- WHAT THE TASK REQUIRES: Transcribe the following records exactly, images excluded.

━━━━━━━━━━━━━━━━━━━━━━━━━━━━━━

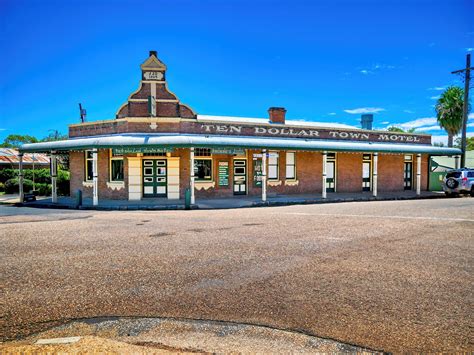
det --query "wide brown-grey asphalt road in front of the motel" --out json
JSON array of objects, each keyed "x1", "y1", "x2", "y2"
[{"x1": 0, "y1": 198, "x2": 474, "y2": 352}]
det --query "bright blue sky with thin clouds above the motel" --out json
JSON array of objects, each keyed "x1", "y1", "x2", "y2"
[{"x1": 0, "y1": 0, "x2": 474, "y2": 145}]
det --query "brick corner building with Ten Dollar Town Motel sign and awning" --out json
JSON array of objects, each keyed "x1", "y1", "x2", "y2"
[{"x1": 20, "y1": 51, "x2": 461, "y2": 205}]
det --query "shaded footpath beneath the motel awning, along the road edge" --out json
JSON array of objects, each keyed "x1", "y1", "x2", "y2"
[{"x1": 0, "y1": 191, "x2": 445, "y2": 210}]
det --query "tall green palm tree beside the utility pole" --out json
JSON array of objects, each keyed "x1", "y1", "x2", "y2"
[{"x1": 435, "y1": 86, "x2": 464, "y2": 147}]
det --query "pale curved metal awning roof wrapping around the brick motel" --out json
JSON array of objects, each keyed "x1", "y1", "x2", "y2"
[{"x1": 20, "y1": 133, "x2": 461, "y2": 155}]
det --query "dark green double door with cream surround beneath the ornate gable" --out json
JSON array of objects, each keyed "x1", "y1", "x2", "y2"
[{"x1": 143, "y1": 159, "x2": 167, "y2": 197}]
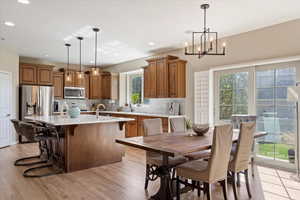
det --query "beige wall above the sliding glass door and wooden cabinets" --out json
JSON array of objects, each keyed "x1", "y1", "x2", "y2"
[{"x1": 107, "y1": 19, "x2": 300, "y2": 118}]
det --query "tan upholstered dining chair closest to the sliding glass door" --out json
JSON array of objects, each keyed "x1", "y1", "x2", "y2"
[{"x1": 228, "y1": 122, "x2": 256, "y2": 200}]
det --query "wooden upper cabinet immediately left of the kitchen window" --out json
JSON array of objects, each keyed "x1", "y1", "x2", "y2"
[{"x1": 101, "y1": 72, "x2": 119, "y2": 99}]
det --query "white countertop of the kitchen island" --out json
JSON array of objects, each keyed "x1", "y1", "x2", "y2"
[{"x1": 25, "y1": 114, "x2": 135, "y2": 126}]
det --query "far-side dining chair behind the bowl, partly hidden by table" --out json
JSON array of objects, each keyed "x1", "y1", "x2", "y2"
[{"x1": 170, "y1": 117, "x2": 210, "y2": 160}]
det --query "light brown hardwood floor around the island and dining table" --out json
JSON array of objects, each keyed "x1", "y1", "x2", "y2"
[{"x1": 0, "y1": 144, "x2": 264, "y2": 200}]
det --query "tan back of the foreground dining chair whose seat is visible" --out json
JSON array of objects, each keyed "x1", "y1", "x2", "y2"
[{"x1": 208, "y1": 124, "x2": 233, "y2": 182}]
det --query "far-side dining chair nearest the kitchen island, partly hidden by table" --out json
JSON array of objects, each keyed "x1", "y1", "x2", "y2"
[{"x1": 143, "y1": 118, "x2": 187, "y2": 190}]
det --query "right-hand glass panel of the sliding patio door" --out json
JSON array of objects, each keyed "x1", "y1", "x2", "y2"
[{"x1": 256, "y1": 67, "x2": 296, "y2": 163}]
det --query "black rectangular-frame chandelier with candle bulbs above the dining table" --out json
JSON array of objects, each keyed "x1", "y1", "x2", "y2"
[{"x1": 184, "y1": 4, "x2": 226, "y2": 58}]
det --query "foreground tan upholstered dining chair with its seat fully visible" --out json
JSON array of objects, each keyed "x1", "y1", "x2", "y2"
[{"x1": 176, "y1": 124, "x2": 233, "y2": 200}]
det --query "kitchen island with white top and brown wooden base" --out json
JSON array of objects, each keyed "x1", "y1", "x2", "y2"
[{"x1": 26, "y1": 115, "x2": 134, "y2": 172}]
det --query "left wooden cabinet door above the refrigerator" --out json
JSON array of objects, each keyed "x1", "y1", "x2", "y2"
[{"x1": 20, "y1": 64, "x2": 37, "y2": 85}]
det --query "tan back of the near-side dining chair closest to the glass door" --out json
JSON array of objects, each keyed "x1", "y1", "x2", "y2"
[{"x1": 230, "y1": 122, "x2": 256, "y2": 172}]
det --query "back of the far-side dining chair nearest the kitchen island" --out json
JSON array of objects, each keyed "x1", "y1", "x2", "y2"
[{"x1": 143, "y1": 118, "x2": 163, "y2": 136}]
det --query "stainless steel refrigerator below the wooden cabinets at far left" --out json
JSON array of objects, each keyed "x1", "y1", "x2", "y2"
[{"x1": 19, "y1": 85, "x2": 54, "y2": 143}]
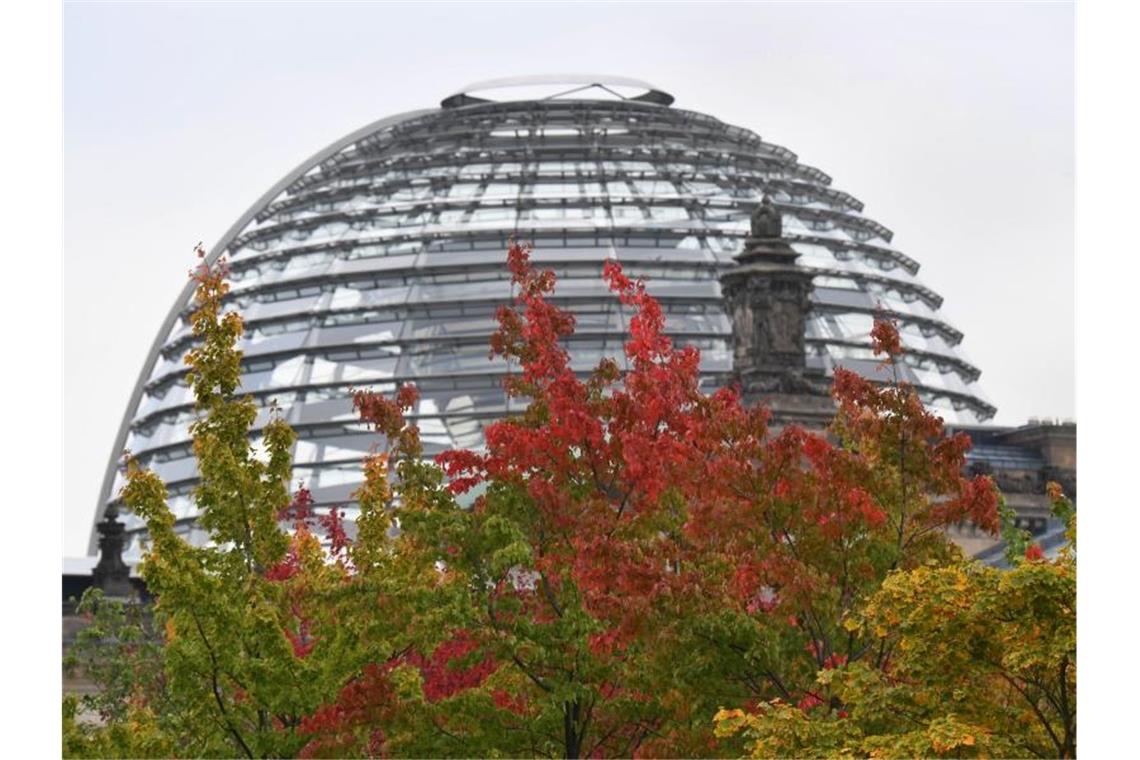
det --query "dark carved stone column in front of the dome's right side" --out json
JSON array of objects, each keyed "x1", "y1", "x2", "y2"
[{"x1": 720, "y1": 196, "x2": 834, "y2": 427}]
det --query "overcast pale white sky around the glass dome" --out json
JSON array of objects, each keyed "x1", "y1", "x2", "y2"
[{"x1": 64, "y1": 2, "x2": 1076, "y2": 555}]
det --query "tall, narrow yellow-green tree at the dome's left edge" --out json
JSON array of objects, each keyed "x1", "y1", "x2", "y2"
[{"x1": 72, "y1": 247, "x2": 371, "y2": 758}]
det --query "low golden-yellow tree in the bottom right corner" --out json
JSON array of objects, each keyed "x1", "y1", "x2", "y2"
[{"x1": 717, "y1": 484, "x2": 1076, "y2": 758}]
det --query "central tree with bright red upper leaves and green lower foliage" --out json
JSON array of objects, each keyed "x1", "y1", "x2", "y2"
[{"x1": 296, "y1": 245, "x2": 998, "y2": 757}]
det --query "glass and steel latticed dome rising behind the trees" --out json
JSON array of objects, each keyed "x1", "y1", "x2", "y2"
[{"x1": 96, "y1": 76, "x2": 994, "y2": 553}]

━━━━━━━━━━━━━━━━━━━━━━━━━━━━━━

- WRITTEN SOLUTION:
det --query "wide brown-grey asphalt road in front of the motel" --out json
JSON array of objects, each keyed "x1", "y1", "x2", "y2"
[{"x1": 0, "y1": 198, "x2": 474, "y2": 352}]
det --query "bright blue sky with thin clouds above the motel" --out json
JSON array of objects, each keyed "x1", "y1", "x2", "y2"
[{"x1": 0, "y1": 0, "x2": 474, "y2": 145}]
det --query "brick corner building with Ten Dollar Town Motel sign and awning" --out json
JSON array of objects, each keyed "x1", "y1", "x2", "y2"
[{"x1": 20, "y1": 51, "x2": 461, "y2": 205}]
det --query "shaded footpath beneath the motel awning, along the road edge" --out json
JSON array of objects, each keyed "x1", "y1", "x2", "y2"
[{"x1": 0, "y1": 191, "x2": 445, "y2": 210}]
det --query "tall green palm tree beside the utility pole" --out json
JSON array of objects, each keyed "x1", "y1", "x2", "y2"
[{"x1": 435, "y1": 86, "x2": 464, "y2": 147}]
det --query "pale curved metal awning roof wrapping around the brick motel" --out json
JSON array of objects, each keyed "x1", "y1", "x2", "y2"
[{"x1": 20, "y1": 133, "x2": 461, "y2": 155}]
det --query "dark green double door with cream surround beneath the ornate gable" --out json
JSON array of objects, each keyed "x1", "y1", "x2", "y2"
[{"x1": 143, "y1": 159, "x2": 167, "y2": 197}]
det --query "beige wall above the sliding glass door and wooden cabinets" --out json
JSON array of objects, each keyed "x1", "y1", "x2", "y2"
[{"x1": 107, "y1": 19, "x2": 300, "y2": 118}]
det --query "tan upholstered dining chair closest to the sliding glass door" --out json
JSON array of objects, each keyed "x1", "y1", "x2", "y2"
[{"x1": 228, "y1": 122, "x2": 256, "y2": 200}]
det --query "wooden upper cabinet immediately left of the kitchen window" --out json
JSON array of objects, each keyed "x1", "y1", "x2", "y2"
[{"x1": 101, "y1": 72, "x2": 119, "y2": 99}]
det --query "white countertop of the kitchen island" --out json
JSON array of objects, each keyed "x1", "y1", "x2", "y2"
[{"x1": 25, "y1": 114, "x2": 135, "y2": 126}]
det --query "far-side dining chair behind the bowl, partly hidden by table" --out json
JSON array of objects, each keyed "x1", "y1", "x2", "y2"
[{"x1": 170, "y1": 117, "x2": 210, "y2": 160}]
det --query "light brown hardwood floor around the island and dining table" --out json
JSON array of objects, each keyed "x1", "y1", "x2", "y2"
[{"x1": 0, "y1": 144, "x2": 264, "y2": 200}]
det --query "tan back of the foreground dining chair whose seat is visible" --out json
JSON array of objects, each keyed "x1", "y1", "x2", "y2"
[{"x1": 208, "y1": 124, "x2": 233, "y2": 182}]
det --query "far-side dining chair nearest the kitchen island, partly hidden by table" --out json
JSON array of objects, each keyed "x1", "y1", "x2", "y2"
[{"x1": 143, "y1": 118, "x2": 187, "y2": 190}]
det --query "right-hand glass panel of the sliding patio door" --out json
JSON array of objects, each keyed "x1", "y1", "x2", "y2"
[{"x1": 256, "y1": 67, "x2": 296, "y2": 163}]
det --query "black rectangular-frame chandelier with candle bulbs above the dining table" --out json
JSON array of objects, each keyed "x1", "y1", "x2", "y2"
[{"x1": 184, "y1": 4, "x2": 226, "y2": 58}]
det --query "foreground tan upholstered dining chair with its seat fully visible" --out json
JSON array of objects, each keyed "x1", "y1", "x2", "y2"
[{"x1": 176, "y1": 124, "x2": 233, "y2": 200}]
det --query "kitchen island with white top and brown wooden base" --out json
JSON array of objects, each keyed "x1", "y1", "x2", "y2"
[{"x1": 26, "y1": 115, "x2": 134, "y2": 172}]
det --query "left wooden cabinet door above the refrigerator" --out json
JSON array of objects, each keyed "x1", "y1", "x2", "y2"
[{"x1": 20, "y1": 64, "x2": 37, "y2": 85}]
det --query "tan back of the near-side dining chair closest to the glass door" --out json
JSON array of objects, each keyed "x1", "y1", "x2", "y2"
[{"x1": 230, "y1": 122, "x2": 256, "y2": 172}]
det --query "back of the far-side dining chair nearest the kitchen island" --out json
JSON array of objects, each keyed "x1", "y1", "x2", "y2"
[{"x1": 143, "y1": 118, "x2": 163, "y2": 136}]
det --query "stainless steel refrigerator below the wooden cabinets at far left" --out json
JSON array of objects, each keyed "x1", "y1", "x2", "y2"
[{"x1": 19, "y1": 85, "x2": 54, "y2": 143}]
det --query "dark carved stone column in front of the dome's right side" --out json
JSON array of objects, each keyed "x1", "y1", "x2", "y2"
[{"x1": 720, "y1": 196, "x2": 834, "y2": 427}]
det --query "overcast pale white sky around the glass dome" --out json
JSON array of objects, each keyed "x1", "y1", "x2", "y2"
[{"x1": 64, "y1": 2, "x2": 1076, "y2": 555}]
det --query "tall, narrow yellow-green tree at the dome's left edge" --out json
JSON array of objects, each keyed "x1", "y1", "x2", "y2"
[{"x1": 72, "y1": 247, "x2": 371, "y2": 758}]
det --query "low golden-yellow tree in the bottom right corner" --out json
JSON array of objects, each keyed "x1", "y1", "x2", "y2"
[{"x1": 717, "y1": 484, "x2": 1076, "y2": 758}]
det --query "central tree with bright red upper leaves and green lower foliage" --out json
JSON array of objects, each keyed "x1", "y1", "x2", "y2"
[{"x1": 296, "y1": 245, "x2": 998, "y2": 757}]
det --query "glass and steel latticed dome rising behind the trees" --out json
JSON array of objects, each keyed "x1", "y1", "x2", "y2"
[{"x1": 96, "y1": 76, "x2": 994, "y2": 553}]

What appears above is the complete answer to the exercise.